--- BEGIN Records to use ---

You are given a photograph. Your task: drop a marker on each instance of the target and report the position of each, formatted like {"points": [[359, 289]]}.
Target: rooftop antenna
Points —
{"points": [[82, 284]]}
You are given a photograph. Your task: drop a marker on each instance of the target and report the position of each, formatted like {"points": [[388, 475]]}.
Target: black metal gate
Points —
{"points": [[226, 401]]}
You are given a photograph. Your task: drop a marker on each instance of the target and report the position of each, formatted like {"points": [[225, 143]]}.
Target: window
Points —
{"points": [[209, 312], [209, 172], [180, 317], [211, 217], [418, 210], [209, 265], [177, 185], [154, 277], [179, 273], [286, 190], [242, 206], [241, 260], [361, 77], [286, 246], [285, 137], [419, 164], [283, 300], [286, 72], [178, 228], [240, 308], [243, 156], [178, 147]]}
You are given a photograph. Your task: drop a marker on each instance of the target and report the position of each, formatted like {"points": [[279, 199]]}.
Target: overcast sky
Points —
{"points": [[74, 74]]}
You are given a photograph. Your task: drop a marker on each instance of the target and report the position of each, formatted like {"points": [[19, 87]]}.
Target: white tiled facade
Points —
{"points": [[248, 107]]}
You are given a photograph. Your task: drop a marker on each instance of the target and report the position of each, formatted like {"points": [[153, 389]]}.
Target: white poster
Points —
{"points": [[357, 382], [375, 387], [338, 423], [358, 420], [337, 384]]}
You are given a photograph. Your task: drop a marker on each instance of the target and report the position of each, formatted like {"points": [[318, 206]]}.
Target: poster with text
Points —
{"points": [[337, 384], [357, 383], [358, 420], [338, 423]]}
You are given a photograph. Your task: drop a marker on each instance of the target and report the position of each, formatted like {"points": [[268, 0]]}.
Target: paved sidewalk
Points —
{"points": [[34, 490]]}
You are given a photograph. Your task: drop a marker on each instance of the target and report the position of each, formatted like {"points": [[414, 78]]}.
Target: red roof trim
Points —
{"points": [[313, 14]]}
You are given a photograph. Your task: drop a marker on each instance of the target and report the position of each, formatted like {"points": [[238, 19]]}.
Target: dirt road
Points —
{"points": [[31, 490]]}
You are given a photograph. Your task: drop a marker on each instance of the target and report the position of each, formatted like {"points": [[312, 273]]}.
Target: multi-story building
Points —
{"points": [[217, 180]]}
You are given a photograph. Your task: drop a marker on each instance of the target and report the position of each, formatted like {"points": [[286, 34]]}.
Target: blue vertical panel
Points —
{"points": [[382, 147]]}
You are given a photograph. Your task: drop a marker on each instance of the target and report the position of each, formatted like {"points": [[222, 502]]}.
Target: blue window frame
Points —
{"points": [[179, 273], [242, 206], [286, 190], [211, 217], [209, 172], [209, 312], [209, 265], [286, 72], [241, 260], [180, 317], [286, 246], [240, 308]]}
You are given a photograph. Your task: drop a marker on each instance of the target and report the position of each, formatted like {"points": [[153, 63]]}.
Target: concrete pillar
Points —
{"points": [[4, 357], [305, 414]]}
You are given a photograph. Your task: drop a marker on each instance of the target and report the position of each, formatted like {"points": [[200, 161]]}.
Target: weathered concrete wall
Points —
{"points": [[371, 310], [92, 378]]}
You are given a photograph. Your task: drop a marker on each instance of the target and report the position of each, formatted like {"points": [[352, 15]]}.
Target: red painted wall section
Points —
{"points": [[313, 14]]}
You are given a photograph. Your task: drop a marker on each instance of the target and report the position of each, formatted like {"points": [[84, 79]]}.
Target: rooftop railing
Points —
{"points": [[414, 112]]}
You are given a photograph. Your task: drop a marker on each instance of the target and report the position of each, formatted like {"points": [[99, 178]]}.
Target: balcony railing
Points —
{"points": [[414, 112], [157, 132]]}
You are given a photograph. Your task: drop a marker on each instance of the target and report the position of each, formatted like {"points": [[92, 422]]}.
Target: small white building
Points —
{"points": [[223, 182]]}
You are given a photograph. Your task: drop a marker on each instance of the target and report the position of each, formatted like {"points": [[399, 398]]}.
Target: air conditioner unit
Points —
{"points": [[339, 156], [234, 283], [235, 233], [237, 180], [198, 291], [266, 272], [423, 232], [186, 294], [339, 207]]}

--- END Records to use ---

» **Objective**
Print all of the entries exactly as they appear.

» **Completed task**
You are given a photograph. Your task: drop a marker on each instance of the target and report the position of each, formatted like {"points": [[359, 289]]}.
Target: rooftop antenna
Points —
{"points": [[82, 284]]}
You are given a photograph. Your task: drop a marker on each instance of the target and report the position of each, formatted like {"points": [[388, 475]]}.
Target: black metal gate
Points —
{"points": [[226, 401]]}
You are given a photograph. Your task: drop a marker on each instance of the target and report the position of each, formatted like {"points": [[225, 143]]}.
Target: window
Points —
{"points": [[209, 312], [209, 172], [180, 317], [211, 217], [418, 210], [209, 265], [177, 185], [154, 277], [179, 273], [286, 190], [242, 206], [241, 260], [361, 77], [286, 246], [285, 137], [419, 164], [283, 300], [286, 72], [178, 228], [240, 308], [243, 156], [178, 147]]}
You are given a photograph. Your task: drop a marker on each instance of the target and report the position of each, formatted like {"points": [[279, 199]]}.
Target: overcast sky
Points —
{"points": [[74, 74]]}
You are given a photograph. Your task: drop a marker on each instance of the target and report the position of each, formatted like {"points": [[19, 87]]}.
Target: white tiled facade
Points —
{"points": [[248, 107]]}
You are given a photograph. Your task: drop a marker on each instance of the target and report the position of each, formatted like {"points": [[153, 389]]}.
Target: white poster
Points —
{"points": [[357, 382], [375, 387], [338, 423], [358, 420], [337, 384]]}
You are given a photograph. Your task: drop a marker on each instance of the target and report the position of each, formatted like {"points": [[318, 206]]}.
Target: poster with text
Points —
{"points": [[337, 384], [357, 383], [358, 420], [338, 423]]}
You are given a photograph. Your task: drop a marker on each instance of the target and report the position of each, formatted like {"points": [[268, 0]]}.
Target: paved sidewalk
Points —
{"points": [[34, 490]]}
You are given a photograph. Your task: drop a marker on each instance of the target and report the position of each, formatted like {"points": [[414, 78]]}.
Target: red roof trim
Points —
{"points": [[313, 14]]}
You are given a photograph. Your task: drop a marker on each instance of the target and report the position of each, formatted like {"points": [[238, 19]]}.
Target: dirt road
Points —
{"points": [[31, 490]]}
You are given a photograph. Your task: drop a marker on each instance of the target and report the position of each, formatted like {"points": [[312, 273]]}.
Target: multi-story building
Points —
{"points": [[217, 180]]}
You are given a photograph. Your task: drop a marker on each instance of the target and report the position of each, formatted like {"points": [[286, 34]]}.
Target: blue vertical panel
Points —
{"points": [[382, 147]]}
You are given a photograph. Your task: drop a marker on each instance of the target and report the position of each, formatted like {"points": [[222, 502]]}.
Target: blue window frame
Points —
{"points": [[179, 273], [242, 206], [286, 190], [211, 217], [209, 172], [209, 312], [209, 265], [286, 72], [241, 260], [180, 317], [286, 246], [240, 308]]}
You are given a photograph. Your task: drop a marker on each instance of the target and report the position of each, formatted like {"points": [[153, 63]]}.
Target: concrete pillar
Points —
{"points": [[4, 357], [305, 414]]}
You are given a photograph. Your task: drop a marker on each instance of the target and report the position of each, formatted like {"points": [[200, 161]]}.
Target: weathered concrete wall
Points —
{"points": [[371, 310], [92, 378]]}
You are given a photograph. Your task: drop a marker on each instance of the target and report the position of each, formatted like {"points": [[352, 15]]}.
Target: red painted wall section
Points —
{"points": [[313, 14]]}
You are given a photograph. Your task: drop a marker on each instance of the target and report the position of each, formatted like {"points": [[84, 79]]}.
Target: rooftop railing
Points —
{"points": [[414, 112]]}
You are given a photograph. Your task: drop a marker on each instance of the target and report the position of each, formatted like {"points": [[99, 178]]}.
Target: balcony railing
Points —
{"points": [[414, 112], [157, 132]]}
You are given a photograph. Your task: drop a marker on each instance of the target and report the position of each, formatted like {"points": [[92, 422]]}.
Target: small white building
Points —
{"points": [[223, 182]]}
You are given a photograph. Your task: drop a marker on each instance of the target and report the position of each, formatted like {"points": [[399, 398]]}.
Target: air conditioner unit
Points —
{"points": [[339, 156], [234, 283], [235, 233], [237, 180], [198, 291], [266, 272], [423, 232], [186, 294], [339, 207]]}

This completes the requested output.